▶ _WHAT THE EXERCISE ASKS_
Turn every line of the data below into a numbered list, skipping any blank lines and leaving the pictures out.

── INFORMATION SUPPLIED ──

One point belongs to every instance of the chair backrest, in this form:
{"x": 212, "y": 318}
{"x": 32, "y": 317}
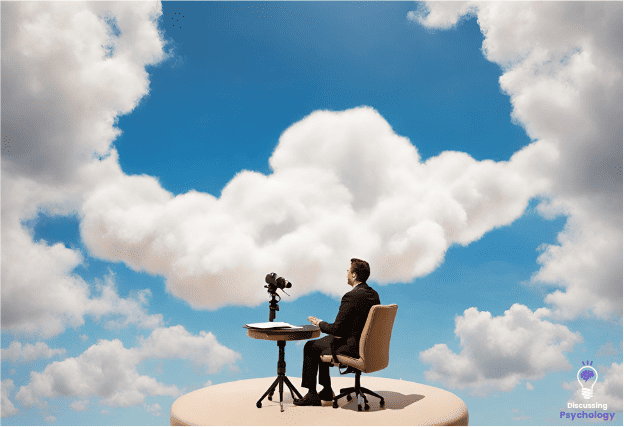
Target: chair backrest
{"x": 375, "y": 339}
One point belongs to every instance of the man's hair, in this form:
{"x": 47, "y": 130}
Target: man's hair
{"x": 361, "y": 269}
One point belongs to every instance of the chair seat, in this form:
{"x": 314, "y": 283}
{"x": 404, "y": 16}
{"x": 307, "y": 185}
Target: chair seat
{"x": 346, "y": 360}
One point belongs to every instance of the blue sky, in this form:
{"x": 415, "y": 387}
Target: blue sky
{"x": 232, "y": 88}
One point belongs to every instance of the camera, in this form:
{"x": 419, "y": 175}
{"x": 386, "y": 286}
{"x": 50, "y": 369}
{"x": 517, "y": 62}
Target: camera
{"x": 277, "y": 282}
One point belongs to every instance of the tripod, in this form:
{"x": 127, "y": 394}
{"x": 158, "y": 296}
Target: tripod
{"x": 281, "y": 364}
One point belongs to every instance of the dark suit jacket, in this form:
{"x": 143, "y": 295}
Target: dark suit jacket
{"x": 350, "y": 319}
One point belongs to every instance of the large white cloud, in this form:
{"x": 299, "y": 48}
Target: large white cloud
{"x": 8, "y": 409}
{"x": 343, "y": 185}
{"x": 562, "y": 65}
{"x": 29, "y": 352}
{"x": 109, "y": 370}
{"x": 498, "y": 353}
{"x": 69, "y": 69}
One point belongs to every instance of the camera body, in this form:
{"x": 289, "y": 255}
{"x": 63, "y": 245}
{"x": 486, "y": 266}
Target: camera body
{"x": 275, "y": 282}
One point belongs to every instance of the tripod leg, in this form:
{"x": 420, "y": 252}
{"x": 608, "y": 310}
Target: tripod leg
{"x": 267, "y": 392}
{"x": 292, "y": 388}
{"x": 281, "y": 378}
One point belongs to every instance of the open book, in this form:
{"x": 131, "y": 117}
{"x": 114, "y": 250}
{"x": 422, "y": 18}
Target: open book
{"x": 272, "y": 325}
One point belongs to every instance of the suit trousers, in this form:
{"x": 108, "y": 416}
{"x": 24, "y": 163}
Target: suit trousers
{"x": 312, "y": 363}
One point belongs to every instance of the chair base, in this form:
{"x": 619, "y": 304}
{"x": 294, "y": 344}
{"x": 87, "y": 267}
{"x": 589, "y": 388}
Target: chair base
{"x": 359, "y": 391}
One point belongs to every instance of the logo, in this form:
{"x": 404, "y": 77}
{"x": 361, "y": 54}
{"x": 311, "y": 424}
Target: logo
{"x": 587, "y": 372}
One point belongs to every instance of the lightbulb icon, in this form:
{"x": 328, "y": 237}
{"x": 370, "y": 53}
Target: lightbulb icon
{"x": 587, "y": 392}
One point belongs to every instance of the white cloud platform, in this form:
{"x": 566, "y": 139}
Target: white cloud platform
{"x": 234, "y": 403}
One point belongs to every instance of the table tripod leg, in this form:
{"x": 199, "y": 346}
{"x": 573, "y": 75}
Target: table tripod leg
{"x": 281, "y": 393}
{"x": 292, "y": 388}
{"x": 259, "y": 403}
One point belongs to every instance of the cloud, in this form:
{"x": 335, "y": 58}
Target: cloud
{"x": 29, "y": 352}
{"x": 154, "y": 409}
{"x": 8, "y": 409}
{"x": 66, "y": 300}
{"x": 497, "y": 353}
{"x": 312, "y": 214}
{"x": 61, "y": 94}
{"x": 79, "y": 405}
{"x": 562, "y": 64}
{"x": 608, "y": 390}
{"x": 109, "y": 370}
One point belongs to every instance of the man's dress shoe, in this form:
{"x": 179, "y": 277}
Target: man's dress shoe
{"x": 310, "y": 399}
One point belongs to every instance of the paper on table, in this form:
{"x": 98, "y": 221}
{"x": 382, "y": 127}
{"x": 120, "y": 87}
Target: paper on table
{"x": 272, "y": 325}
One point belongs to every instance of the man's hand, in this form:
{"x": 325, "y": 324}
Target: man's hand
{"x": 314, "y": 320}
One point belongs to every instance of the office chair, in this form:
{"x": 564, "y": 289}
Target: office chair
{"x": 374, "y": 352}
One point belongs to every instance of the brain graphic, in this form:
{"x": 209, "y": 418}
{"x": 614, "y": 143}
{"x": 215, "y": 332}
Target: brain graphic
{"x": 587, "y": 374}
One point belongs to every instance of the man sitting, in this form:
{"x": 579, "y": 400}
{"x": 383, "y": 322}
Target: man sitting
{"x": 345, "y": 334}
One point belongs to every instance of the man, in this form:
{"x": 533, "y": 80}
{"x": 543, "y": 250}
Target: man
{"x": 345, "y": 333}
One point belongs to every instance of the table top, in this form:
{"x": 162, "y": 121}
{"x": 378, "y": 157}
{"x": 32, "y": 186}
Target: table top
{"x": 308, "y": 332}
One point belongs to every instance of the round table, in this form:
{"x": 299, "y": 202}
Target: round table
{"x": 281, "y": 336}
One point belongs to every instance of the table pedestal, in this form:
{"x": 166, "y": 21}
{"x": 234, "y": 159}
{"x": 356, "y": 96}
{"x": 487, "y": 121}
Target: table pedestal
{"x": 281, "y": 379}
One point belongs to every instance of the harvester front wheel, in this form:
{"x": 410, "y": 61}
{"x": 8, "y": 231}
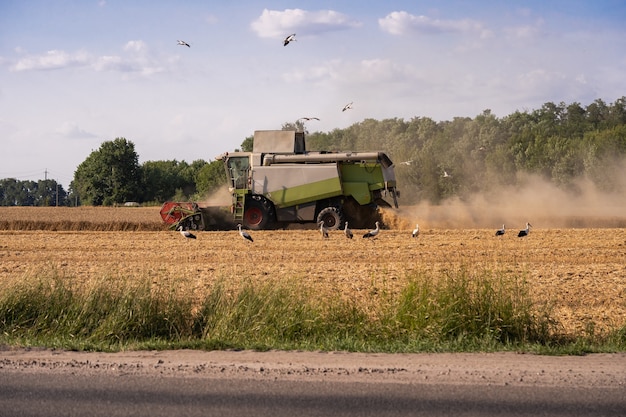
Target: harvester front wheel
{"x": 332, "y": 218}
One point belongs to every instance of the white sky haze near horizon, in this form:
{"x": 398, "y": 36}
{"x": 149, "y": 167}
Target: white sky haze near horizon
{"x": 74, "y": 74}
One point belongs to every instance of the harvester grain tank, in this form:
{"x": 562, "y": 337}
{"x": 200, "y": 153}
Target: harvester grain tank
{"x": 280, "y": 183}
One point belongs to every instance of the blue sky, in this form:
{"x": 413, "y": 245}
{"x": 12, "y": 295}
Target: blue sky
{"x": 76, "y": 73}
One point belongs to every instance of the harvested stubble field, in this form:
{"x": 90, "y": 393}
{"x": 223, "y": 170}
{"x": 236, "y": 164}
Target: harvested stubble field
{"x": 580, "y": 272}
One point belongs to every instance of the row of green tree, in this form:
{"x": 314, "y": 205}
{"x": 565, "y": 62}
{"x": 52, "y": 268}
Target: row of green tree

───

▶ _RESPONSE_
1. One point belongs to every instance of the chair backrest, in this form:
2. {"x": 212, "y": 318}
3. {"x": 32, "y": 317}
4. Target: chair backrest
5. {"x": 375, "y": 339}
6. One point belongs to every instance of the man's hair, in this form:
7. {"x": 47, "y": 130}
8. Target: man's hair
9. {"x": 361, "y": 269}
10. One point belongs to every instance of the chair seat, in this form:
11. {"x": 314, "y": 283}
12. {"x": 404, "y": 16}
13. {"x": 307, "y": 185}
14. Target: chair seat
15. {"x": 346, "y": 360}
16. One point belongs to every instance of the blue sky, in this form:
17. {"x": 415, "y": 387}
18. Target: blue sky
19. {"x": 232, "y": 88}
20. One point belongs to every instance of the camera, in this form:
21. {"x": 419, "y": 175}
22. {"x": 386, "y": 286}
23. {"x": 50, "y": 369}
24. {"x": 517, "y": 62}
25. Target: camera
26. {"x": 277, "y": 282}
27. One point belongs to every instance of the tripod, in this form:
28. {"x": 127, "y": 394}
29. {"x": 158, "y": 296}
30. Target: tripod
31. {"x": 281, "y": 364}
32. One point belongs to every instance of the dark suit jacket, in this form:
33. {"x": 143, "y": 295}
34. Target: dark suit jacket
35. {"x": 350, "y": 319}
36. One point belongs to every instance of the large white cloud, in this form:
37. {"x": 299, "y": 48}
38. Target: large white cloud
39. {"x": 8, "y": 409}
40. {"x": 343, "y": 185}
41. {"x": 562, "y": 65}
42. {"x": 29, "y": 352}
43. {"x": 109, "y": 370}
44. {"x": 498, "y": 353}
45. {"x": 69, "y": 69}
46. One point belongs to every instance of the camera body, in this form:
47. {"x": 289, "y": 255}
48. {"x": 63, "y": 245}
49. {"x": 486, "y": 266}
50. Target: camera body
51. {"x": 275, "y": 282}
52. One point belongs to every instance of the tripod leg, in this form:
53. {"x": 420, "y": 252}
54. {"x": 608, "y": 310}
55. Target: tripod leg
56. {"x": 267, "y": 392}
57. {"x": 292, "y": 388}
58. {"x": 281, "y": 378}
59. One point belongs to every instance of the open book, in this form:
60. {"x": 131, "y": 117}
61. {"x": 114, "y": 250}
62. {"x": 422, "y": 18}
63. Target: open book
64. {"x": 272, "y": 325}
65. One point belongs to every instance of the suit trousers, in this form:
66. {"x": 108, "y": 416}
67. {"x": 24, "y": 163}
68. Target: suit trousers
69. {"x": 312, "y": 363}
70. One point belongs to every instance of the chair base, in this form:
71. {"x": 619, "y": 304}
72. {"x": 294, "y": 344}
73. {"x": 87, "y": 267}
74. {"x": 589, "y": 388}
75. Target: chair base
76. {"x": 359, "y": 391}
77. One point belongs to every instance of the logo, in this form:
78. {"x": 404, "y": 77}
79. {"x": 361, "y": 54}
80. {"x": 311, "y": 424}
81. Target: logo
82. {"x": 587, "y": 372}
83. One point belongs to every instance of the lightbulb icon, in this form:
84. {"x": 328, "y": 237}
85. {"x": 370, "y": 53}
86. Target: lightbulb icon
87. {"x": 587, "y": 392}
88. One point belongs to every instance of the white cloud platform, in this form:
89. {"x": 566, "y": 139}
90. Target: white cloud platform
91. {"x": 234, "y": 403}
92. One point belongs to every instance of the table tripod leg, in this form:
93. {"x": 199, "y": 346}
94. {"x": 573, "y": 75}
95. Target: table tripod leg
96. {"x": 281, "y": 393}
97. {"x": 292, "y": 388}
98. {"x": 259, "y": 403}
99. One point belongs to every instance of the cloud, in this form:
100. {"x": 335, "y": 58}
101. Target: cloud
102. {"x": 29, "y": 352}
103. {"x": 154, "y": 409}
104. {"x": 8, "y": 409}
105. {"x": 66, "y": 300}
106. {"x": 497, "y": 353}
107. {"x": 312, "y": 214}
108. {"x": 61, "y": 94}
109. {"x": 79, "y": 405}
110. {"x": 562, "y": 64}
111. {"x": 608, "y": 390}
112. {"x": 109, "y": 370}
113. One point belongs to every instance of the man's dress shoe, in this form:
114. {"x": 179, "y": 277}
115. Target: man's dress shoe
116. {"x": 310, "y": 399}
117. One point belongs to every instance of the paper on table, in this form:
118. {"x": 98, "y": 221}
119. {"x": 382, "y": 127}
120. {"x": 120, "y": 87}
121. Target: paper on table
122. {"x": 272, "y": 325}
123. One point belongs to every instance of the man's hand, in this form:
124. {"x": 325, "y": 324}
125. Target: man's hand
126. {"x": 314, "y": 320}
127. One point belongs to every instance of the office chair, in this form:
128. {"x": 564, "y": 289}
129. Target: office chair
130. {"x": 374, "y": 352}
131. One point belongs to every instance of the brain graphic, in this form:
132. {"x": 209, "y": 418}
133. {"x": 614, "y": 143}
134. {"x": 215, "y": 332}
135. Target: brain graphic
136. {"x": 587, "y": 374}
137. One point belongs to every instance of the man sitting, in this form:
138. {"x": 579, "y": 400}
139. {"x": 383, "y": 322}
140. Target: man sitting
141. {"x": 345, "y": 334}
142. One point belongs to every instance of the man, in this form:
143. {"x": 533, "y": 80}
144. {"x": 543, "y": 250}
145. Target: man
146. {"x": 345, "y": 333}
147. One point belongs to every instance of the table top, in this form:
148. {"x": 162, "y": 121}
149. {"x": 378, "y": 157}
150. {"x": 32, "y": 186}
151. Target: table top
152. {"x": 308, "y": 332}
153. One point belongs to every instance of the round table, in this form:
154. {"x": 299, "y": 202}
155. Target: round table
156. {"x": 281, "y": 336}
157. One point belongs to every instance of the table pedestal, in this form:
158. {"x": 166, "y": 21}
159. {"x": 234, "y": 159}
160. {"x": 356, "y": 96}
161. {"x": 487, "y": 121}
162. Target: table pedestal
163. {"x": 281, "y": 379}
164. One point belongs to every instance of the harvester front wheel, in this form:
165. {"x": 410, "y": 61}
166. {"x": 8, "y": 231}
167. Target: harvester front wheel
168. {"x": 332, "y": 218}
169. One point belongs to every instance of the white sky haze near horizon, in this form:
170. {"x": 398, "y": 36}
171. {"x": 149, "y": 167}
172. Target: white sky haze near horizon
173. {"x": 74, "y": 74}
174. One point belongs to every instance of the harvester grain tank, in this form:
175. {"x": 562, "y": 337}
176. {"x": 200, "y": 153}
177. Target: harvester grain tank
178. {"x": 280, "y": 183}
179. One point belongs to every instance of the blue sky, in this form:
180. {"x": 413, "y": 245}
181. {"x": 12, "y": 295}
182. Target: blue sky
183. {"x": 76, "y": 73}
184. One point belongs to every instance of the harvested stubble field, in this form:
185. {"x": 90, "y": 393}
186. {"x": 223, "y": 170}
187. {"x": 236, "y": 164}
188. Target: harvested stubble field
189. {"x": 580, "y": 272}
190. One point belongs to every instance of the row of green tree, in this form:
191. {"x": 314, "y": 205}
192. {"x": 565, "y": 62}
193. {"x": 52, "y": 268}
194. Target: row of green tree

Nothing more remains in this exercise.